■ **TO DO**: Please set out every row below as a Markdown table with two columns, No. and Line, numbering each row and skipping blank lines. Leave the pictures out of your answer.

--- begin ---

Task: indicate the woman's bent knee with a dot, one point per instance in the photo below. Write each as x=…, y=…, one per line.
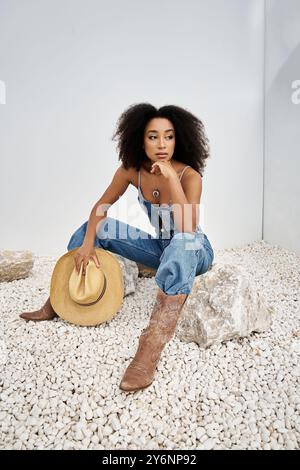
x=77, y=238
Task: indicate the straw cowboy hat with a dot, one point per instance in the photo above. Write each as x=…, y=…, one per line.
x=91, y=299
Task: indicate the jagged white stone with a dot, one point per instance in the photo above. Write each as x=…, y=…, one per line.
x=223, y=304
x=15, y=265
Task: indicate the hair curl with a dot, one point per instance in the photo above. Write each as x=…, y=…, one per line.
x=191, y=142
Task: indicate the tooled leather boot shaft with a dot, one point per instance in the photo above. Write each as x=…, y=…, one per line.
x=162, y=325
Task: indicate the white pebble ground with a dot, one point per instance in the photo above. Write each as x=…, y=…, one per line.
x=60, y=382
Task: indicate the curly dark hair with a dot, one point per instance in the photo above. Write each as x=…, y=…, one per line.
x=191, y=142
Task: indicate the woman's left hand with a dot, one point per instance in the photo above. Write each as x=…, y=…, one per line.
x=163, y=168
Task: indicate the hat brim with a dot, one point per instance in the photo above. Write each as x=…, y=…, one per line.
x=91, y=315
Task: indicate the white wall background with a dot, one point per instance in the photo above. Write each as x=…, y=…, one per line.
x=282, y=138
x=72, y=66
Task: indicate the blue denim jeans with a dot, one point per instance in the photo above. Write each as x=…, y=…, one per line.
x=177, y=260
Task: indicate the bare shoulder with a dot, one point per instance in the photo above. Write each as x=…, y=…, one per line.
x=191, y=176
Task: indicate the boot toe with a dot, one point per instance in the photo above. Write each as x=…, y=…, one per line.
x=133, y=380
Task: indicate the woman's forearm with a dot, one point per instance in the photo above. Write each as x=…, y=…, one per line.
x=97, y=216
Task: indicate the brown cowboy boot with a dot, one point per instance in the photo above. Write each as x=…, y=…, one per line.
x=45, y=313
x=165, y=314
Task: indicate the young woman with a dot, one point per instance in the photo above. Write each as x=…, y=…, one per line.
x=163, y=153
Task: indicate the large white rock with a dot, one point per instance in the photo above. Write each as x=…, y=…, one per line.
x=223, y=304
x=15, y=265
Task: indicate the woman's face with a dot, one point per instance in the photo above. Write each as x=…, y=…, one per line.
x=159, y=137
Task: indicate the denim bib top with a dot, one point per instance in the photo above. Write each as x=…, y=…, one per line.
x=160, y=215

--- end ---

■ **REPLY**:
| No. | Line |
|---|---|
| 1 | Task: indicate the woman's bent knee with a dot, one point per instance in the photo below. Write each as x=…, y=…, one per line. |
| 2 | x=77, y=238 |
| 3 | Task: indicate the straw cowboy hat with a dot, one point per instance in the photo above. Write each as x=…, y=…, one per line. |
| 4 | x=91, y=299 |
| 5 | Task: indicate the jagged white stone with a dot, one point per instance in the photo above. Write each as x=…, y=…, one per line. |
| 6 | x=223, y=304 |
| 7 | x=15, y=265 |
| 8 | Task: indicate the hair curl with a dot, one point per instance in the photo above. Write each as x=…, y=…, one per line. |
| 9 | x=191, y=142 |
| 10 | Task: indicate the tooled leather boot shaft with a dot, one point per instance in the photo above. Write each as x=…, y=…, one per line. |
| 11 | x=162, y=325 |
| 12 | Task: indicate the white pebble ground with a dot, one point per instance in the photo above. Write each as x=…, y=…, one per line. |
| 13 | x=60, y=382 |
| 14 | Task: indicate the curly dark hair with a dot, one point per instance in the photo above. Write each as x=…, y=…, one per line. |
| 15 | x=191, y=142 |
| 16 | Task: indicate the woman's left hand with a dot, one point per instance in the photo above. Write each as x=…, y=…, one per line. |
| 17 | x=163, y=168 |
| 18 | Task: indicate the hat brim with a dot, one point per instance in the photo above. Write each as x=…, y=…, one per line. |
| 19 | x=91, y=315 |
| 20 | Task: indicate the white wall background with a dot, one point per instance in the photo above. Write each as x=…, y=…, one per line. |
| 21 | x=282, y=138 |
| 22 | x=72, y=66 |
| 23 | Task: indicate the blue denim jeans with a dot, one point per instance in the photo above. Write each as x=…, y=…, one per line. |
| 24 | x=177, y=260 |
| 25 | Task: indicate the bare shoulder with a dot, one point per instance in the photo above. Write each as x=…, y=…, one per line. |
| 26 | x=191, y=176 |
| 27 | Task: indicate the boot toe with a dot, one point per instance in the photo above. Write each as x=…, y=…, one per line. |
| 28 | x=133, y=380 |
| 29 | Task: indicate the woman's forearm with a dot, one point per instance in the photo above. Write each as x=…, y=…, one per line. |
| 30 | x=97, y=216 |
| 31 | Task: indicate the brown cowboy boot with a dot, one point per instance in the photo above. Write each as x=…, y=…, one per line. |
| 32 | x=45, y=313 |
| 33 | x=165, y=314 |
| 34 | Task: indicate the young woman with a dot, one point per instance in the photo above. Write each as x=…, y=…, one per line. |
| 35 | x=163, y=153 |
| 36 | Task: indicate the large white rock with a dot, one point per instance in the photo above. Write each as x=…, y=…, one per line. |
| 37 | x=223, y=304 |
| 38 | x=15, y=265 |
| 39 | Task: indicate the woman's face with a dot, one point per instance in the photo above. Write each as x=…, y=…, one per line. |
| 40 | x=159, y=137 |
| 41 | Task: indicate the denim bib top with a dot, one point per instance in the photo above. Write each as x=…, y=…, one per line. |
| 42 | x=160, y=215 |